(REQUIRED WORK)
Restate word for word the lines from the one containing "Target: alamy watermark" through the end of the listing below, with both ends included.

(DATASET EXCERPTS)
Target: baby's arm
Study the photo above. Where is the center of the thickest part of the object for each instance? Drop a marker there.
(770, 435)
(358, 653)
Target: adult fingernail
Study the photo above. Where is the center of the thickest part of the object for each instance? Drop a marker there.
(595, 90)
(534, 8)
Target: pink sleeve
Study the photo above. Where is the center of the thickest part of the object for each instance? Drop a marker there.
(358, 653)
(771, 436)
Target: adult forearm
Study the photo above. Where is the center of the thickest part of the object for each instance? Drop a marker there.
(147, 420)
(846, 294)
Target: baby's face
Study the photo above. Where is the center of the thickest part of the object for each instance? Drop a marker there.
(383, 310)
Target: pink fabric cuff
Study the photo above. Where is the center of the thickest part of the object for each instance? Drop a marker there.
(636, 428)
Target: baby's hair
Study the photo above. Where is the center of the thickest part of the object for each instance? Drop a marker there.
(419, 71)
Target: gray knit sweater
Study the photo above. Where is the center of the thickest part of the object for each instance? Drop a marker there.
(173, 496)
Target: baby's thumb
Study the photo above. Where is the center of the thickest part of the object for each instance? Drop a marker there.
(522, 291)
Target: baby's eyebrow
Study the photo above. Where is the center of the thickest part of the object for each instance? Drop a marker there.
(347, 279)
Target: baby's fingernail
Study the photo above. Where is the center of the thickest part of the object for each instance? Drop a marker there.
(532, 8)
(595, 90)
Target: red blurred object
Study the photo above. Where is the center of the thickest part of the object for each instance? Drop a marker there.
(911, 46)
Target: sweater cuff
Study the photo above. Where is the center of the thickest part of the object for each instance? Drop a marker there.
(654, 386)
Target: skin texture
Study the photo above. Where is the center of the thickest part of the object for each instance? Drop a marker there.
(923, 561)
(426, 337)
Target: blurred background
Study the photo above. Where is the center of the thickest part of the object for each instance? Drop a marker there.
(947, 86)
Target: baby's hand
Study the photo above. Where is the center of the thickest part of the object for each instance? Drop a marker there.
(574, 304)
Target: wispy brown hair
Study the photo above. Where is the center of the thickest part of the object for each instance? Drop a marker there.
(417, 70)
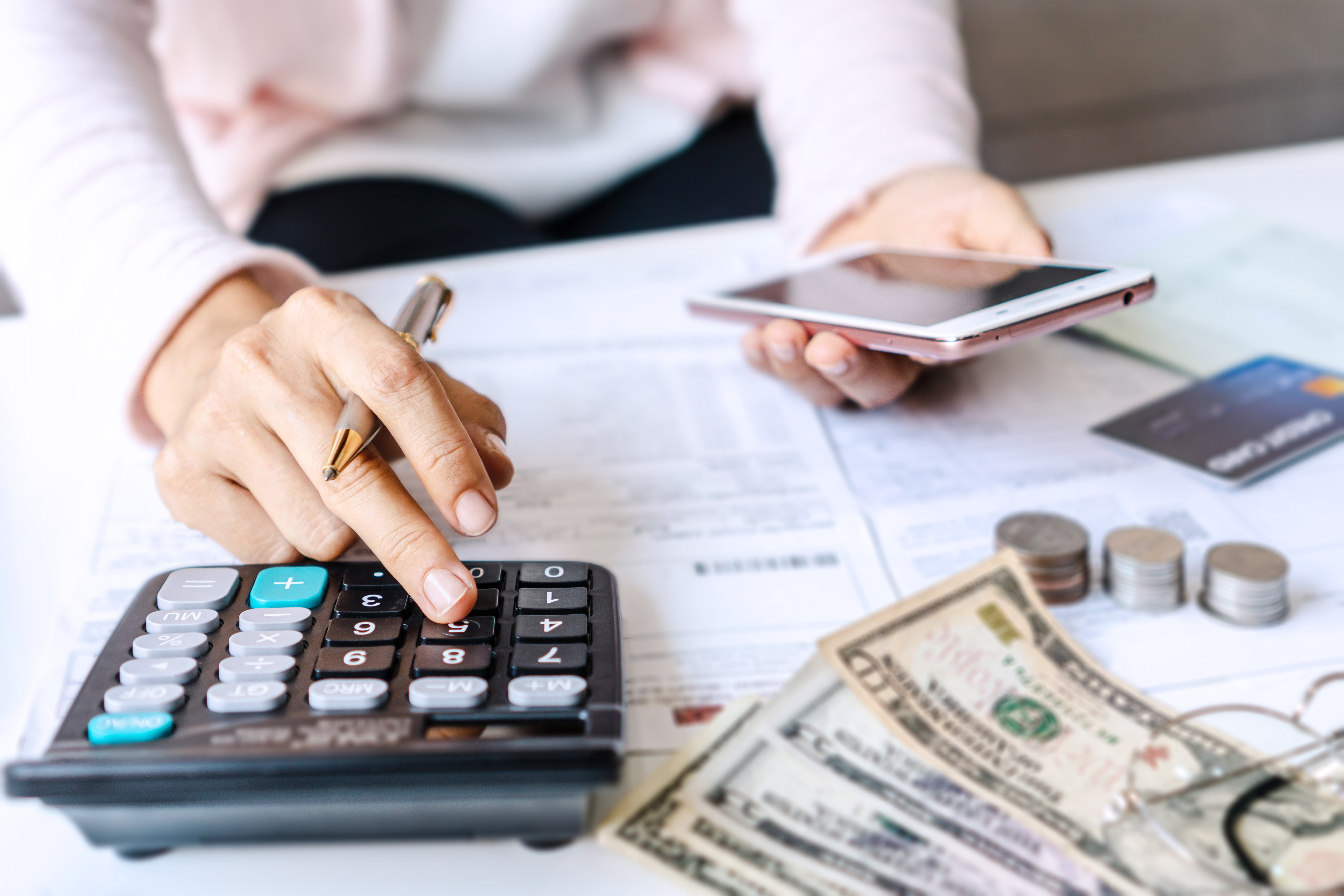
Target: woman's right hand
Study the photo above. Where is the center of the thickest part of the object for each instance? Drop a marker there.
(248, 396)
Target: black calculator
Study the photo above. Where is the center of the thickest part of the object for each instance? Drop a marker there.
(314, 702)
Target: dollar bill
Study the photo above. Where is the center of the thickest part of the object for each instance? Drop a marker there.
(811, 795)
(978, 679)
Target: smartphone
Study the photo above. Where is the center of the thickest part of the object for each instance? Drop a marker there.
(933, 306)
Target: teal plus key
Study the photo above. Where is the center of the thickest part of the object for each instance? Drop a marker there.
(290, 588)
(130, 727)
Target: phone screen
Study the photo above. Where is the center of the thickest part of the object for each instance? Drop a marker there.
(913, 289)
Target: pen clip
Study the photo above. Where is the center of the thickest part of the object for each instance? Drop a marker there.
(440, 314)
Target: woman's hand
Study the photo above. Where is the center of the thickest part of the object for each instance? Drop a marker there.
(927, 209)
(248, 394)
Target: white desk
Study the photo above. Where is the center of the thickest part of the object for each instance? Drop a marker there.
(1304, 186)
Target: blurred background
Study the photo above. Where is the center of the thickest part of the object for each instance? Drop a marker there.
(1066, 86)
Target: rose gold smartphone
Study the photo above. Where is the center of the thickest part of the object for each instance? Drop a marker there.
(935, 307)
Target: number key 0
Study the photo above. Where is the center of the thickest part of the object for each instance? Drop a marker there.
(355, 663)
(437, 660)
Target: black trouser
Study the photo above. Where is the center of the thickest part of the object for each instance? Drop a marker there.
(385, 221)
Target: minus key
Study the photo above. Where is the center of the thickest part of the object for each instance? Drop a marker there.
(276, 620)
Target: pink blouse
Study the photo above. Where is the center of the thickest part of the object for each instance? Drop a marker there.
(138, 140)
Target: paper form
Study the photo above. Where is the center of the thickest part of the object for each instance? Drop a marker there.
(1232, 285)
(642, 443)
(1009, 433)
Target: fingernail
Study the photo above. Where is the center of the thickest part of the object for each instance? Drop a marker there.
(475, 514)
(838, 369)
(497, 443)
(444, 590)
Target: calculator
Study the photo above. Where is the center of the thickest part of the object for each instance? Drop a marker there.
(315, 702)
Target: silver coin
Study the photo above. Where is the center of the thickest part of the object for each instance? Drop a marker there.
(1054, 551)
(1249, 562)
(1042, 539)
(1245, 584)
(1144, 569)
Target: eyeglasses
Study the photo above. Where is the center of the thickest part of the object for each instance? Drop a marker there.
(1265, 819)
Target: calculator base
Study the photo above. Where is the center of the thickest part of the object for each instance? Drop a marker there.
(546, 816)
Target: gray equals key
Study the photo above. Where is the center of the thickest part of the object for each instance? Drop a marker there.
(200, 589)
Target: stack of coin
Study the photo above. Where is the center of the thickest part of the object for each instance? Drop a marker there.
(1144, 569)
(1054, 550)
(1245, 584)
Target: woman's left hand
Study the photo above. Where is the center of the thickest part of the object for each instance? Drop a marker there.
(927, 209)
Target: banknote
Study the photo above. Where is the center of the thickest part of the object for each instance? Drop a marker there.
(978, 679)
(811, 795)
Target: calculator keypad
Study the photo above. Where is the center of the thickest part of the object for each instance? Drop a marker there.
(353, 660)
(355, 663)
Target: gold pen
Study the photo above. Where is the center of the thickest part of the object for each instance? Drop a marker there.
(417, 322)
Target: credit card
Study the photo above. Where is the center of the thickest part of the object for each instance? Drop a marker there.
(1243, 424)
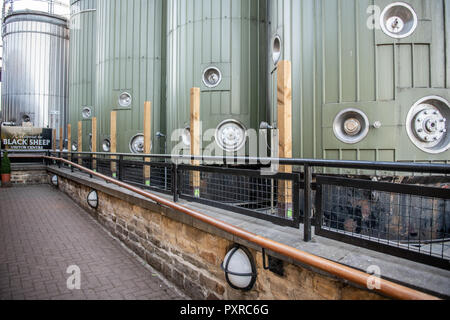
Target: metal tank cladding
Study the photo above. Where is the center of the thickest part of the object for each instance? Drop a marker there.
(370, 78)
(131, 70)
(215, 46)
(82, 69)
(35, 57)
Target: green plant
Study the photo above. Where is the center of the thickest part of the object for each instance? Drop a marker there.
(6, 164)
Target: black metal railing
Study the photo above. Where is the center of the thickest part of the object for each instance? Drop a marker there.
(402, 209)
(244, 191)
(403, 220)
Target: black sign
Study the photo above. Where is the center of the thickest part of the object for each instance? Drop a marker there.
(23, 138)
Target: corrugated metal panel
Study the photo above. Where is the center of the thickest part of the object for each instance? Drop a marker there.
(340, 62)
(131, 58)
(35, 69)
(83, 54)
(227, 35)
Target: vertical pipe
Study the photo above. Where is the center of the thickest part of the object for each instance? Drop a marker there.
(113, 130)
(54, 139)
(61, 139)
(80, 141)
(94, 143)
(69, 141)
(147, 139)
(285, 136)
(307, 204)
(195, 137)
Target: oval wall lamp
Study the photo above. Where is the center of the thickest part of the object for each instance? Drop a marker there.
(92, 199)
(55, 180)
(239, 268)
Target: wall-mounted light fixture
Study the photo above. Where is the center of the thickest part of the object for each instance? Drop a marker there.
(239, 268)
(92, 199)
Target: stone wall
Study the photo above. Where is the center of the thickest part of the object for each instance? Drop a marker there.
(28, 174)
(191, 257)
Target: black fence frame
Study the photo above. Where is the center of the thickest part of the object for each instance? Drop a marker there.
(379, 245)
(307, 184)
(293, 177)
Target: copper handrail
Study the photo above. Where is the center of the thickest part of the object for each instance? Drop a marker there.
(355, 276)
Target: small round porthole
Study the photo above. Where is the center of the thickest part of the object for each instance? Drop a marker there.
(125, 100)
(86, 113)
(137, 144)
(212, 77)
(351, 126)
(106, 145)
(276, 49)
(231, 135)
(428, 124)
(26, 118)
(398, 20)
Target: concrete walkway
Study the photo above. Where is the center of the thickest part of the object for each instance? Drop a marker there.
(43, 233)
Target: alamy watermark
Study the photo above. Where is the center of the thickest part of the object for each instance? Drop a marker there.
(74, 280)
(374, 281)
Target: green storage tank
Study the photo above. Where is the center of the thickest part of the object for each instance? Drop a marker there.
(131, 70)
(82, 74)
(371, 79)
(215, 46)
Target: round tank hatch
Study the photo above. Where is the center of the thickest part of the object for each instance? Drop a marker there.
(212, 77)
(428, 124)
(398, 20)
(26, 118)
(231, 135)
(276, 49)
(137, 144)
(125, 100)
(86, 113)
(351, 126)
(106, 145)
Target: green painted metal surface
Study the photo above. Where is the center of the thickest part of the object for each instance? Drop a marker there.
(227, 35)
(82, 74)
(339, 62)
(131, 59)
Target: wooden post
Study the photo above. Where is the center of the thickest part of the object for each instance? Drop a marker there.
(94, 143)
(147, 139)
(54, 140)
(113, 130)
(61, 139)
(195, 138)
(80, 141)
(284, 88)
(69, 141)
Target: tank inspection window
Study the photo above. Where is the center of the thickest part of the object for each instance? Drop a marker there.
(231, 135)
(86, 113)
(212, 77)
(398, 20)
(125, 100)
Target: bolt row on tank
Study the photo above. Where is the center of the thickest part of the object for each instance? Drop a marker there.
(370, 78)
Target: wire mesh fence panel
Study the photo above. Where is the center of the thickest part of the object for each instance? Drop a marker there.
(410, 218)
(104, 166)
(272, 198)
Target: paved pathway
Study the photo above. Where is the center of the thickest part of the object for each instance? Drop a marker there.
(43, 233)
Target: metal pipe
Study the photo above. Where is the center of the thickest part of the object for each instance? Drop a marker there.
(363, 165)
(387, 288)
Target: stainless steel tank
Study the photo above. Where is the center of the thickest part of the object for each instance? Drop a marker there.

(FULL ANSWER)
Target: alamy watermark
Study the photo above. Where is the center of the thickest part of the object for each instance? Drop a marker there.
(74, 280)
(374, 281)
Target: green storage tank
Study the photo above. Where is the center of the thickest part of the object for each instance? Drop a marker there.
(131, 70)
(82, 74)
(371, 79)
(215, 46)
Target: round tank hatch
Study the photo above. Where is the center of the thickest part of the object for each instance? Drop a marker there.
(212, 77)
(428, 124)
(398, 20)
(26, 118)
(231, 135)
(276, 49)
(137, 144)
(125, 100)
(86, 113)
(351, 126)
(106, 145)
Target: green painted metal surface
Study the photo above. Where is the center of the thickest part of the object for each instance? Drop a marker there.
(227, 35)
(82, 74)
(339, 62)
(131, 59)
Target: wooden post
Study the photo above. Where is the center of the thickest part of the object for each instance? Drop a marker there.
(94, 143)
(147, 139)
(54, 140)
(113, 130)
(61, 139)
(195, 138)
(80, 141)
(284, 88)
(69, 141)
Target: tank inspection window
Study the photo above. Where is the center of the thickest part of the object for each instance? Drop a marker there.
(231, 135)
(86, 113)
(212, 77)
(398, 20)
(125, 100)
Target: bolt row on tank
Study the photo above. Where is the center of the thickest part of the object for each instance? Drop a marker there.
(370, 78)
Target: wire mesh fence panel
Study the photo above. Where is the center of the thickest part of the object for each instance? Drop a marker there.
(410, 218)
(104, 166)
(272, 198)
Target: paved pathway
Study the photo above. Where is the center of the thickest part of the object for each instance? Drop a marker there.
(43, 233)
Target: metal pipe
Study the photo above. Where is the center of the thickest part of the object for each instance? Drop a marker there.
(363, 165)
(387, 288)
Target: stainless steel tank
Study the photo above. Where is the center of the thickest part of the object for each instance? Drop a marker there.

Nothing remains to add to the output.